Records below:

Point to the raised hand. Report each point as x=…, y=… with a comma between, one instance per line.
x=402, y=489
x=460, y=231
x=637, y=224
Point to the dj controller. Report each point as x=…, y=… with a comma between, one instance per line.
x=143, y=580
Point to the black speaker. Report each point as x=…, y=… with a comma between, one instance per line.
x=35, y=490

End of Records.

**Problem requirements:** Give the data again, unchanged in every line.

**Solution below:**
Point to the raised hand. Report each point as x=…, y=… with a comma between, one instance per line.
x=402, y=489
x=460, y=231
x=637, y=224
Point to the dj controller. Report each point as x=…, y=… with a comma between, one instance per line.
x=143, y=580
Point to the black speaker. Report each point as x=…, y=… with a comma between, one instance per line.
x=35, y=490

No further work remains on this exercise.